We again generated significant cash flow, bringing year-to-date cash flow from operations to $61 million, and allowing us to reduce or total debt outstanding to $391 million, while ending the quarter with over $44 million of cash.
Consolidated net sales for the quarter were up 2%, to $545 million, reflecting better pricing and a more favorable mix of products sold.
This was offset somewhat by lower shipments in lightings, commercial and industrial channel, consistent with industry trends, while specialty products saw a volume weakness in its retail channel.
Operating profit was approximately $39 million in the quarter, up 6%.
Operating profit margins were up 20 basis points to 7.1%, as significantly lower operating expenses more than offset weaker gross profit margins.
Gross profit margins decreased to 39.6%, from 41.8% recorded in the prior year.
The decline was due primarily to lost contribution margin on lower unit sales and a negative impact of reduced production volume, primarily at Acuity Brands Lighting.
In addition, raw material and component costs increased approximately $20 million in the quarter compared to the year ago period.
This increase was largely offset through price increases in virtually every channel.
Certain costs, including raw materials, continued to increase during the quarter.
As a consequence, both ABL and ASP announced additional price increases in early June.
Looking at our balance sheet, we continue to improve our financial position.
In this quarter, reduced our overall trade cycle days down from 61 days in the period, down from 64 in the year-ago period.
Overall, we posted solid results in the quarter and made strides in improving our overall effectiveness.
However, our performance is still not where we would like it to be.
Looking forward, we see both opportunities and conditions that continue to cause us concern.
On a positive note, order rates at Acuity Brands Lighting were strong in May and continued so in June, reflecting unit growth, as well as our ability to hold recent price increases.
The backlog at ABS -- or excuse me, at ABL, continues to build while our customer service metrics improved.
Actions to enhance the efficiencies of our facilities should begin to benefit our financial results.
Assuming all these conditions continue, they should have a positive impact on our results going forward.
We continue to be concerned about rising raw material and component costs, particularly those impacted by the price of oil, as well as end-market demand, which seems to ebb and flow giving signals -- giving mixed signals of growth stability.
Nonetheless, we expect that the numerous actions implemented to improve our customer service, reduce our operating costs, and improve the effectiveness of our manufacturing facilities will enhance our fourth quarter performance as compared to the prior year and positively impact fiscal 2006.
Lastly, before we take any questions, I would like to introduce Ed Bastian, our CFO.
Ed brings a tremendous experience base in all aspects of financial and operational management, and we're sure glad to have him on board.
Also, I would like to thank Karen Holcom, our Controller, who has so-ably filled in as interim CFO.
Now, I would like to address any questions you may have.
Operator
Thank you. [OPERATOR INSTRUCTIONS.] Thank you.
Our first question comes from Craig Kennison of Robert W. Baird.
- Chairman and CEO
Hi, Craig.
- Analyst
Hi, good afternoon, everyone.
- Chairman and CEO
How are you?
- Analyst
First question has to do with the price increase that you mentioned in June.
What is the percentage price increase across your broader -- across your portfolio?
And have your competitors followed suit?
- Chairman and CEO
The price increase announced was ranged from between 5 to 10%, depending on the product, depending on the channel at the lighting company.

What to produce: Please extend the quarterly earnings call transcript above, starting right after its final line.

Record excerpts:
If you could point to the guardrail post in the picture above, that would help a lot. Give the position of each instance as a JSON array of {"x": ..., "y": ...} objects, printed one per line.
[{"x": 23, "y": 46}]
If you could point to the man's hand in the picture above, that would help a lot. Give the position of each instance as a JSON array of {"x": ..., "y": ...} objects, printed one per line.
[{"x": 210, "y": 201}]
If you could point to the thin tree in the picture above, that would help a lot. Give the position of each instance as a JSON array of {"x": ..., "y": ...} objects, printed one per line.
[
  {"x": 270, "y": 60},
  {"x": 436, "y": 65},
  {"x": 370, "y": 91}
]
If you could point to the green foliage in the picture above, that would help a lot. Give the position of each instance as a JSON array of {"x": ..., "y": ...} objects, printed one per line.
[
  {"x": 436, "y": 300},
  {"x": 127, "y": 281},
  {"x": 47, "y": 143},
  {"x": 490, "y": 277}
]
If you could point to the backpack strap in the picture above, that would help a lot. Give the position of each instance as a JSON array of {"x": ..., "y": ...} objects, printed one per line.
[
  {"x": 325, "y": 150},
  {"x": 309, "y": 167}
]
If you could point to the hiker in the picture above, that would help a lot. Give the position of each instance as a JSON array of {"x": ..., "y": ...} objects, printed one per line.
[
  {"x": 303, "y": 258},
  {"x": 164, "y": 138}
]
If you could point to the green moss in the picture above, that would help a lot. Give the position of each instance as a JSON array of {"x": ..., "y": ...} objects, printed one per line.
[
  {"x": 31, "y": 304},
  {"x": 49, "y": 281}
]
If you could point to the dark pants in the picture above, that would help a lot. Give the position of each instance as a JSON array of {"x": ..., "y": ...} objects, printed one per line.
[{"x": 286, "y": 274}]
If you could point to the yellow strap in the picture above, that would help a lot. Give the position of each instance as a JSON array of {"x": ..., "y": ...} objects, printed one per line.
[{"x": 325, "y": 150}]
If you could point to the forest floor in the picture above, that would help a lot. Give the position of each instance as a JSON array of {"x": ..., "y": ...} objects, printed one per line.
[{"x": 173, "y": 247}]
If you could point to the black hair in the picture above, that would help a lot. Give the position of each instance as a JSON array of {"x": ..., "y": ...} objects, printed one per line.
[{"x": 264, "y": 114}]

Final answer:
And at specialty chemical, the price increase range was approximately a 4% increase, again, depending on the product.
At the lighting company, I believe, John, that all of the competitors, the major competitors -- I can't speak, obviously, for all -- have followed suit in some form or fashion.
And at ASP, similarly, at least the ones that publicized price increases, we believe two have continued to increase prices, Craig
- President and Chief Development Officer
And announced on or about the same effective dates, certainly within two weeks of the effective date that we had announced.
- Analyst
And when did you say it was effective?
- President and Chief Development Officer
June 6.
- Analyst
Okay.
So there -- are your clients or your customers price-protected in any way, like they have been in the past?
- President and Chief Development Officer
Craig, similar to the past, we allowed orders to be entered at the previous prices up to that date.
And we did see an increase in order rate up to that date, a couple days prior to that date, where there was some price protection at the old rates.
There is about another 30 days' worth of price protection on some of our outstanding quoted projects, where we had previously committed to the longer-term projects, but that is a small percentage of our overall business.
So we should see the effects of the price increase begin to roll through here as we get into the next 30 to 60 days.
- Analyst
Thanks.
The next question -- What is a reasonable operating margin target for fiscal 2006?
- Chairman and CEO
Well, Craig, as you know, our objective is to improve our operating profit margins by at least 100 basis points or more.
You also are aware that in the second quarter we announced a rather significant reduction in force, which we expect, coupled with other actions, to hit a run rate of annualized savings of over $50 million by the time we really enter calendar year 2006, which is the tail end of our second quarter of fiscal 2006.
So if you do some of the math on all of that, I mean, our expectations is to get up into the very high single digits as we get into the end of 2006.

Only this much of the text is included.